**EXERCISE TEXT**
Northern Louisiana here......Monroe.  Feeling kind of lonely up here!

----------


## jkeithh1969

Slidell here.

----------


## Byrdie

I moved here almost a year ago now  :Very Happy:  i live in Bourg LA about 5 minutes from Houma LA

----------


## GR8DANE

<--- Houma, LA in the house!!

----------


## BaDw0Lf

I live in Youngsville and got my spider ball python from EbN.

----------


## Luke Martin

Man there's lots of Houmains around here!

----------


## Byrdie

cause we are all awesome of course  :Good Job:

----------


## Sariel

Hey I have to promote alittle for anyone in the slidell area. 
  Ive been getting my feeders at Pets Plus on Gause and theyre very reasonably priced. $1.00 for frozen adult mice and 1.99 for frozen small rats. 

much better than the other places Ive checked out around town.

**SUPPLIED RECORDS**

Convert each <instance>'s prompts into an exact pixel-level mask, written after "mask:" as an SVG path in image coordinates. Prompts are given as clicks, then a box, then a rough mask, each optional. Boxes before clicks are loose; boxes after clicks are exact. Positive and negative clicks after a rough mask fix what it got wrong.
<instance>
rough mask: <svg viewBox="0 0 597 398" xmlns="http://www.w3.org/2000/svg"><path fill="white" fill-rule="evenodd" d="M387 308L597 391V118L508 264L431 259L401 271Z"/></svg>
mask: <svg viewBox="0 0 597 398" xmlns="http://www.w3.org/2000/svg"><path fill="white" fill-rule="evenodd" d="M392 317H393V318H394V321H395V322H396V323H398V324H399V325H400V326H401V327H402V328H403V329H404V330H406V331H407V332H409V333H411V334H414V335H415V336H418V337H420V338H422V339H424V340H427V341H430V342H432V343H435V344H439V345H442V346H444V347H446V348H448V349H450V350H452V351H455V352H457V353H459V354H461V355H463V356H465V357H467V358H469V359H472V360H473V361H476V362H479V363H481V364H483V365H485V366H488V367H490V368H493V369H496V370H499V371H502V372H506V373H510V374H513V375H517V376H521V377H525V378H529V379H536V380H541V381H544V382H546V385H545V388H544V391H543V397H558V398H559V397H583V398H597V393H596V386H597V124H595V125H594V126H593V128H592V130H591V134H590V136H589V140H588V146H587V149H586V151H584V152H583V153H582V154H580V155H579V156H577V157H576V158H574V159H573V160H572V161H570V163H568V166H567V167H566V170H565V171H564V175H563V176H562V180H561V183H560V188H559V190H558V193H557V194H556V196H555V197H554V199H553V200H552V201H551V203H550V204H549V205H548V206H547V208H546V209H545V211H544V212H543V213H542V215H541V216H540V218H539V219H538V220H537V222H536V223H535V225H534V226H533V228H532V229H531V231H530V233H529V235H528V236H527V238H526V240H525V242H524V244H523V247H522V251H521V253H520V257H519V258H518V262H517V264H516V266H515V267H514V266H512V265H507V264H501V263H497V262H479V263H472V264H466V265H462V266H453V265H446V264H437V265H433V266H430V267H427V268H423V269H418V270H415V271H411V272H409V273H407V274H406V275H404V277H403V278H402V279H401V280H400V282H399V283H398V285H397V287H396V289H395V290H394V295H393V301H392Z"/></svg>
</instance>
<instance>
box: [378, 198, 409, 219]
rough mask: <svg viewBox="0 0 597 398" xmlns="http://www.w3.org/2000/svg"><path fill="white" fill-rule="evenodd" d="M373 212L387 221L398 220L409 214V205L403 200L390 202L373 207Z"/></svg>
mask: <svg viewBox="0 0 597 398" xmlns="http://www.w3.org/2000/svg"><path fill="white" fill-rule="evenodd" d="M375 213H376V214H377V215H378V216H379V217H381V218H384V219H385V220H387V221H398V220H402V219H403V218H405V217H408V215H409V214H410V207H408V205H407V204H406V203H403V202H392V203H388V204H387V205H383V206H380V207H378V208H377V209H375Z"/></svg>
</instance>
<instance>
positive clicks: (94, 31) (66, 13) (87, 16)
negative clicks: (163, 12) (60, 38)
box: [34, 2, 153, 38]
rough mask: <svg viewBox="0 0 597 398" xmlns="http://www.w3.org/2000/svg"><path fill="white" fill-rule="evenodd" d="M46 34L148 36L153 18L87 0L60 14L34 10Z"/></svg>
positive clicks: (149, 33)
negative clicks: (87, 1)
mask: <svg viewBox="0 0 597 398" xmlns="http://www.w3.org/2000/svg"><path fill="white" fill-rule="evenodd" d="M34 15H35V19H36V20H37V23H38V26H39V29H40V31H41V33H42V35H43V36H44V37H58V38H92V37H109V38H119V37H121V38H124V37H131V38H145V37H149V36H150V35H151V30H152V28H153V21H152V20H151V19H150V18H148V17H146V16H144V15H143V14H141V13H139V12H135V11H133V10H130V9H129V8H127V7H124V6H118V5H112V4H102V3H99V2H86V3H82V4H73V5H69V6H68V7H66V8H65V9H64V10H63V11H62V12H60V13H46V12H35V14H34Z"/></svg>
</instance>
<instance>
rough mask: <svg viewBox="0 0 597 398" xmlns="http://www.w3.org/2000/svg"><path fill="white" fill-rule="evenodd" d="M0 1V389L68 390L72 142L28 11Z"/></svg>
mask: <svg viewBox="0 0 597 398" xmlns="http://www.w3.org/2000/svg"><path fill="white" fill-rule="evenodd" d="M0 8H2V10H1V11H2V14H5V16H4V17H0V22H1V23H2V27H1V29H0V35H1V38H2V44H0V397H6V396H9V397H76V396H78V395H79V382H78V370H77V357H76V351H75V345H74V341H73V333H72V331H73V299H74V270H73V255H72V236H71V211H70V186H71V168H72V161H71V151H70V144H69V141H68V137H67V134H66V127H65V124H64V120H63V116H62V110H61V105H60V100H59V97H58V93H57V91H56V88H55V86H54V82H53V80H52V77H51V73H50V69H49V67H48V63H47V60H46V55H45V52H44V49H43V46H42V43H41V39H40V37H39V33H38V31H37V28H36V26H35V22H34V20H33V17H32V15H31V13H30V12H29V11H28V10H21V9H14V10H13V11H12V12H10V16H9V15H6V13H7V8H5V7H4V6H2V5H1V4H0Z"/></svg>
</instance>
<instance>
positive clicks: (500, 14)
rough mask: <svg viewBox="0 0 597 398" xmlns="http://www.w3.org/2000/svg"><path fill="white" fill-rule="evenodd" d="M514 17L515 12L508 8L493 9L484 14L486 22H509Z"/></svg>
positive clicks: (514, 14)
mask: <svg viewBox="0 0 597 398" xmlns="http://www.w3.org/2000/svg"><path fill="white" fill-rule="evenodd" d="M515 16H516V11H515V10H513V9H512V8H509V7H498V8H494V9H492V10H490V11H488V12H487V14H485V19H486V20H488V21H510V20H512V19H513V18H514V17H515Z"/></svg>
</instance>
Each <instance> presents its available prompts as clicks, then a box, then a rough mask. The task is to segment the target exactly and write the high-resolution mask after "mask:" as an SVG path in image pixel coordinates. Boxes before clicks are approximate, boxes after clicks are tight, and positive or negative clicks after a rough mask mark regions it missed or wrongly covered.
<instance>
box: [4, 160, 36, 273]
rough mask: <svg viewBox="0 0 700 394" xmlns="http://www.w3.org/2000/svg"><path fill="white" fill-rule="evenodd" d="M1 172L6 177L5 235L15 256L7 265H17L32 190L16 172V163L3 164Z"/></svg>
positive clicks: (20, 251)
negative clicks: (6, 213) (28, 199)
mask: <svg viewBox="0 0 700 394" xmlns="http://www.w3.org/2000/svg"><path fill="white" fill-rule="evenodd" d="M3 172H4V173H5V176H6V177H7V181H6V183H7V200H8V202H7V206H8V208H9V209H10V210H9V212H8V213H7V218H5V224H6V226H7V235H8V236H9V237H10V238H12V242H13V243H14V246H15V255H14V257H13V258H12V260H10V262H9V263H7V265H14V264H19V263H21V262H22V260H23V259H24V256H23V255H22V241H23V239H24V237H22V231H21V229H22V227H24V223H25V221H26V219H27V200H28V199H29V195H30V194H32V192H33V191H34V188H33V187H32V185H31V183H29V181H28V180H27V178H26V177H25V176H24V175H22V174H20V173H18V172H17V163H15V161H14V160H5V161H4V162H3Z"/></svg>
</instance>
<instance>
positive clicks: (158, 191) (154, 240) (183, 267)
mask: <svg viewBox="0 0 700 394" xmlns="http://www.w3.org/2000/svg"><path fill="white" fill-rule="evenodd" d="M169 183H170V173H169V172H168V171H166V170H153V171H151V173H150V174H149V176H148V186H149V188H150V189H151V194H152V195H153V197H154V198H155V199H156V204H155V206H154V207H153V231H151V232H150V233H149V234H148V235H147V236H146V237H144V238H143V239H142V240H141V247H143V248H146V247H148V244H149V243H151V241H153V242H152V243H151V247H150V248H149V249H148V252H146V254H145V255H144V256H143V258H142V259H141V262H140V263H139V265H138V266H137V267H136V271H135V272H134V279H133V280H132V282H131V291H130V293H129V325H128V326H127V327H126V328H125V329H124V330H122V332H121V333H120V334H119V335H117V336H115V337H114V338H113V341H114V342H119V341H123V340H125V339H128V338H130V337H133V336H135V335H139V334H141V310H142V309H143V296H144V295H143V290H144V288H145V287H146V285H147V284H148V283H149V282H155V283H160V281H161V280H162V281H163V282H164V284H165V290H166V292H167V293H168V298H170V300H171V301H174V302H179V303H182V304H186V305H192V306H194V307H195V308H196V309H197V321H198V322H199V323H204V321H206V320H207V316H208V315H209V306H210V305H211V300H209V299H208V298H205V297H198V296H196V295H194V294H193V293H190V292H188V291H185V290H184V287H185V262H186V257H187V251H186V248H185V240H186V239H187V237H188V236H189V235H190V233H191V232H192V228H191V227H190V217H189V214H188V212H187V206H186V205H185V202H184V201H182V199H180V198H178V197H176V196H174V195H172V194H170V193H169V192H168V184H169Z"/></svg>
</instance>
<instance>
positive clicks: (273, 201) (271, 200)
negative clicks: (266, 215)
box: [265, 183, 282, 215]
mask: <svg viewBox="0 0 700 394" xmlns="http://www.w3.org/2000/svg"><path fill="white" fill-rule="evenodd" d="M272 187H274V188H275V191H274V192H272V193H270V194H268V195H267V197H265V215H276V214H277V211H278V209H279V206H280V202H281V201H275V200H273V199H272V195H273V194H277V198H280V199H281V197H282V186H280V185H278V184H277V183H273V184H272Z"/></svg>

**EXERCISES**
**1)** Could you reproduce the listing word for word, starting at its first line and stopping after the line that contains "308L597 391V118L508 264L431"?
**2)** Can you carry on the forum thread about members' Louisiana hometowns, picking up after its last post?

**YOUR RESPONSES**
**1)**
Convert each <instance>'s prompts into an exact pixel-level mask, written after "mask:" as an SVG path in image coordinates. Prompts are given as clicks, then a box, then a rough mask, each optional. Boxes before clicks are loose; boxes after clicks are exact. Positive and negative clicks after a rough mask fix what it got wrong.
<instance>
rough mask: <svg viewBox="0 0 597 398" xmlns="http://www.w3.org/2000/svg"><path fill="white" fill-rule="evenodd" d="M387 308L597 391V118L508 264L431 259L401 271Z"/></svg>

**2)**
----------


## Candice21

Hi, I live in the Alexandria/Pineville area. Born here, moved to Ville platte from age 13 to 20. Hated it! Lol I love being back in my hometown. But if there's anyone from the vp area I probably know you too

----------


## Luke Martin

My parents live in Ball which is in the Pineville area right?  My dad is a minister at one of the Methodist churches there.

----------


## Neal

I'm still in the Ponchatoula area.

----------


## PKMorphs

From Mandeville but live in Hattiesburg, MS...moving to New Orleans end of this month

----------


## scottman

Out in the br, Prairieville area. What's good yall?

----------


## Neal

> Out in the br, Prairieville area. What's good yall?


How's it going.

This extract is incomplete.